= Problem description =
In the data below, find every line that has the string "post", and copy it.

####################

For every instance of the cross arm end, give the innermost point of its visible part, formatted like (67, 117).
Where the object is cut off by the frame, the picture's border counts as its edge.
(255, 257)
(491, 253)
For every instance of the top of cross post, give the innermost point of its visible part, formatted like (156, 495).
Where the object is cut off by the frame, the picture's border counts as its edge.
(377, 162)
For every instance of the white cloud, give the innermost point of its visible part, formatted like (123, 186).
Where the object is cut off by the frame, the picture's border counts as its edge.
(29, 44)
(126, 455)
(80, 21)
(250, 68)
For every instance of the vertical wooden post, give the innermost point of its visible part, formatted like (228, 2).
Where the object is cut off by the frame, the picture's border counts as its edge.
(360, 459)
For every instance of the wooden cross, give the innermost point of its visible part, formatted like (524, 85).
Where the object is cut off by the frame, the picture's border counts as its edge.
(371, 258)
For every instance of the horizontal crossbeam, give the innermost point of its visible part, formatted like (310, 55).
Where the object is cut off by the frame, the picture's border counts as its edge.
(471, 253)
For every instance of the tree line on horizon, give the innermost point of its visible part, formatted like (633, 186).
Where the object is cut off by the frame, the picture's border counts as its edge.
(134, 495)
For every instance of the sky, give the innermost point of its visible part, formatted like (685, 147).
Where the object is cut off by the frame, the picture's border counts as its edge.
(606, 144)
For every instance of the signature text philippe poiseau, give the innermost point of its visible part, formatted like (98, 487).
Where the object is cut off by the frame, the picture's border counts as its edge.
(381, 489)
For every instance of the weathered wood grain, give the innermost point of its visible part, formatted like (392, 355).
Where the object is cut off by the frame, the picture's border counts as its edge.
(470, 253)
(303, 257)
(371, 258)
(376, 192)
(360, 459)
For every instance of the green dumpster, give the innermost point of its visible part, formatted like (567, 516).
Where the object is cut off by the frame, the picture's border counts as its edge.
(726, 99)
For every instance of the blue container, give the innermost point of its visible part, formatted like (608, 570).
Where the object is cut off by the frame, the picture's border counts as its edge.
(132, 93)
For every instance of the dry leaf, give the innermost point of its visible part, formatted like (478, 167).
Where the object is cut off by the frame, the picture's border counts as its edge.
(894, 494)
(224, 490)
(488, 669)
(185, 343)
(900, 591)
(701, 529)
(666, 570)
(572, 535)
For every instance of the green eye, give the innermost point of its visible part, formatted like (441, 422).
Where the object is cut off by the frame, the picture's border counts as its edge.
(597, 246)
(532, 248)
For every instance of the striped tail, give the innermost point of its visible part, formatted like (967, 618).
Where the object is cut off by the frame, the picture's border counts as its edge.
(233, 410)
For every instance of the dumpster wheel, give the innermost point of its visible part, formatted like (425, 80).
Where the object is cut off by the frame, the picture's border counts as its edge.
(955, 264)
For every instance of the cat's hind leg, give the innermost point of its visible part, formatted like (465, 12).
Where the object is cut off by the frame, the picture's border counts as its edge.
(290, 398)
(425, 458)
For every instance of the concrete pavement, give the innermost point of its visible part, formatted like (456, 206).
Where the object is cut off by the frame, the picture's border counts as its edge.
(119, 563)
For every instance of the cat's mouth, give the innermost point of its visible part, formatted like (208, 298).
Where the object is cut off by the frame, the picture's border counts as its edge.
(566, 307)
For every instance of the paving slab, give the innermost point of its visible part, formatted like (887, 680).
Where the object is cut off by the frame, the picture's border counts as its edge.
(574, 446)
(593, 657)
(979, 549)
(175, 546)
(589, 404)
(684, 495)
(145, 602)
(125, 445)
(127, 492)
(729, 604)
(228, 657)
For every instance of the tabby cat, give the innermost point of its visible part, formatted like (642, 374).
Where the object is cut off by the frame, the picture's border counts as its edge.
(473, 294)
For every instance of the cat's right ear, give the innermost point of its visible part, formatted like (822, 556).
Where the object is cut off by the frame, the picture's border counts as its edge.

####################

= Task solution =
For every instance of the top of cross post, give the innermost point of its visible part, formatted like (156, 495).
For every instance of the vertical wooden post, give the innermost point of its visible part, formatted like (228, 2).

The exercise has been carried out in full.